◆ **About this exercise**: The answer is to be the lines of the material from its start through the line containing "[indicate] the pink bowl", each copied exactly; no pictures.

[[ Supplied records, beginning ]]

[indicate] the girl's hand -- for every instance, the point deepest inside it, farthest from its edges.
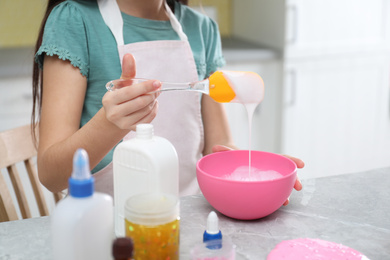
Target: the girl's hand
(300, 164)
(131, 105)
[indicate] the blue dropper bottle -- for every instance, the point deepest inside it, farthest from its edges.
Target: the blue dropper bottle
(212, 232)
(82, 223)
(81, 183)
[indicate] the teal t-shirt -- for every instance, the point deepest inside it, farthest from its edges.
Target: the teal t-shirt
(75, 31)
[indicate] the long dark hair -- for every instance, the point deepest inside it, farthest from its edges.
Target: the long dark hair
(37, 76)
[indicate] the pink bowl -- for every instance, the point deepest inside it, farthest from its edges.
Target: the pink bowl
(245, 199)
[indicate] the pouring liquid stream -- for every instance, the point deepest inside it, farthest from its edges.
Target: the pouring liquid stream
(223, 86)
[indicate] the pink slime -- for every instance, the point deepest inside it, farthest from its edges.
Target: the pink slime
(313, 249)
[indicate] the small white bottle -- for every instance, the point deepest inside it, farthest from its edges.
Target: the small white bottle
(143, 164)
(82, 223)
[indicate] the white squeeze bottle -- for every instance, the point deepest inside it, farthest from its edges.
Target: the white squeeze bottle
(143, 164)
(82, 223)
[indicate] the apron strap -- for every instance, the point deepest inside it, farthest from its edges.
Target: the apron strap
(112, 16)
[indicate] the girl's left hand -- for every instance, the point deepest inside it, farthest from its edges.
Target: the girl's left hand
(300, 164)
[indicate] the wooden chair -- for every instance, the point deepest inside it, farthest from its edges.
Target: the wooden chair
(17, 146)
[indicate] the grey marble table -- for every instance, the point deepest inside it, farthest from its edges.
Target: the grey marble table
(351, 209)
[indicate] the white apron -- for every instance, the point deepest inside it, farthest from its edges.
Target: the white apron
(179, 117)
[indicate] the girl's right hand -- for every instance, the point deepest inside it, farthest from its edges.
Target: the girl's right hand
(128, 106)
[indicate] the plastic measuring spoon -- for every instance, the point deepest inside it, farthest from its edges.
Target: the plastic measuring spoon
(222, 86)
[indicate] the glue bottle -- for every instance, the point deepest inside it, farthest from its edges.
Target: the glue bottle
(122, 248)
(82, 223)
(212, 232)
(143, 164)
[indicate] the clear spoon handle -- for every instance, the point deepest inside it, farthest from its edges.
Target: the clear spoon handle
(201, 86)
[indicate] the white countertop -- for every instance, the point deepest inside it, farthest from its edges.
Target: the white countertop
(351, 209)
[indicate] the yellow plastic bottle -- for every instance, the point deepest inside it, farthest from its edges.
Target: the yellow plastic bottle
(223, 86)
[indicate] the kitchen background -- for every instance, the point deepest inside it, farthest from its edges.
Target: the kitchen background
(325, 64)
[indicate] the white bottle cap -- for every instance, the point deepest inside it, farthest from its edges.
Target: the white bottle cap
(144, 131)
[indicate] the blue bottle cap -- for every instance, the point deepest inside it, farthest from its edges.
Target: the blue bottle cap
(81, 183)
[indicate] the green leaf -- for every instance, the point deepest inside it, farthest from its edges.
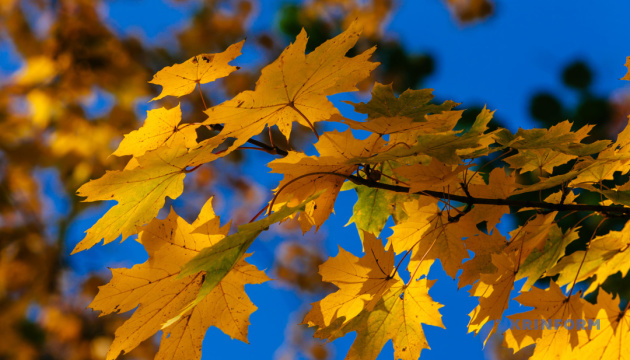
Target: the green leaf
(538, 262)
(219, 259)
(371, 211)
(411, 103)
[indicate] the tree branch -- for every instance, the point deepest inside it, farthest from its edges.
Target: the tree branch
(270, 149)
(470, 200)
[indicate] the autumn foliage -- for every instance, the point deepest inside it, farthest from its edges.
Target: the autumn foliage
(414, 166)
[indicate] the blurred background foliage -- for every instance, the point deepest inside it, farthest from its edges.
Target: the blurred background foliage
(78, 89)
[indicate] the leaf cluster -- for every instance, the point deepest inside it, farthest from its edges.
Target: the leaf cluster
(415, 167)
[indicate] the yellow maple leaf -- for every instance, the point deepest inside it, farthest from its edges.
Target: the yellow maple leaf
(140, 190)
(429, 233)
(161, 128)
(493, 290)
(294, 88)
(500, 186)
(154, 286)
(398, 316)
(435, 176)
(328, 171)
(608, 340)
(483, 246)
(551, 305)
(606, 255)
(361, 282)
(181, 79)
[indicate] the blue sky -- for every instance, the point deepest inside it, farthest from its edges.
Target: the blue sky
(501, 62)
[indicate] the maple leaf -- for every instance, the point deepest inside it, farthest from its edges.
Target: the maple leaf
(538, 160)
(372, 209)
(161, 293)
(448, 147)
(605, 256)
(609, 339)
(404, 116)
(398, 316)
(413, 104)
(181, 79)
(140, 190)
(483, 246)
(493, 290)
(429, 233)
(500, 186)
(361, 282)
(551, 305)
(435, 176)
(558, 138)
(161, 128)
(294, 88)
(538, 262)
(374, 205)
(305, 175)
(218, 260)
(627, 76)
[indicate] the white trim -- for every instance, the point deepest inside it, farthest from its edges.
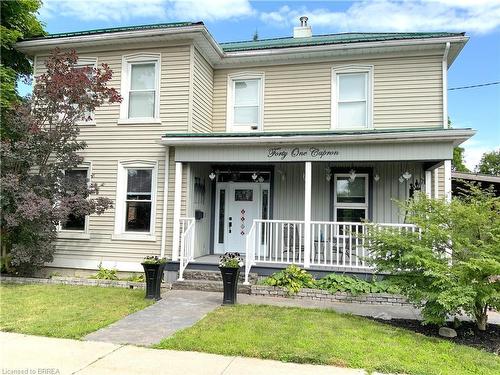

[[ Supplied records, end ]]

◆ **Your response**:
[indicate] the girl's hand -- for every instance, the point deepest inside it, farthest from its edges.
Target: the girl's hand
(300, 164)
(131, 105)
[indicate] the blue dropper bottle -- for every instance, the point deepest inside it, farthest from its edges.
Target: the blue dropper bottle
(212, 232)
(82, 223)
(81, 183)
[indicate] the teal t-shirt -- for every instance, the point deepest inside it, farthest from its edges.
Target: the teal t-shirt
(75, 31)
[indicate] the long dark hair -- for every instance, the point deepest inside it, farthest from its edges.
Target: the long dark hair
(37, 76)
[indicate] the pink bowl -- for every instance, the point deepest inside it, farthest from its edges.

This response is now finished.